▶ _Given instruction_
Substitute "area" for "region" in the items from the start through the line containing "67L201 69L202 70L207", and give those lines again with nothing else changed.
-- START Supplied records --
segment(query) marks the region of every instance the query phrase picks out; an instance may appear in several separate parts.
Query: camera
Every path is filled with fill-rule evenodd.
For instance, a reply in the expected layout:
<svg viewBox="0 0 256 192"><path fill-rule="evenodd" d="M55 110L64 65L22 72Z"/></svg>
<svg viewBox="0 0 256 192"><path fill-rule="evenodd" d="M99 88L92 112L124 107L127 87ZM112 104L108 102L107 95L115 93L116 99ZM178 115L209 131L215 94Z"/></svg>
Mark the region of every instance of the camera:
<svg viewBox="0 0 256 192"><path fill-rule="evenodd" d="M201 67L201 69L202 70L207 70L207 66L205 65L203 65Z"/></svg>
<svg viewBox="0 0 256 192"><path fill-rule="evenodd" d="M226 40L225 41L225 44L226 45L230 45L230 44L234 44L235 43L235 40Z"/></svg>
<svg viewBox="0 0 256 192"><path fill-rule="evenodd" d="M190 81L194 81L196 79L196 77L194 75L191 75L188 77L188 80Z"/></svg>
-- END Supplied records --
▶ _Final answer_
segment(query) marks the area of every instance the query phrase picks out; an instance may appear in several separate parts.
Query: camera
Every path is filled with fill-rule evenodd.
For instance, a reply in the expected layout:
<svg viewBox="0 0 256 192"><path fill-rule="evenodd" d="M55 110L64 65L22 72Z"/></svg>
<svg viewBox="0 0 256 192"><path fill-rule="evenodd" d="M99 88L92 112L124 107L127 87ZM112 104L108 102L107 95L115 93L116 99ZM178 115L209 131L215 94Z"/></svg>
Mark the area of every instance of the camera:
<svg viewBox="0 0 256 192"><path fill-rule="evenodd" d="M201 67L201 69L202 70L207 70L207 66L205 65L203 65Z"/></svg>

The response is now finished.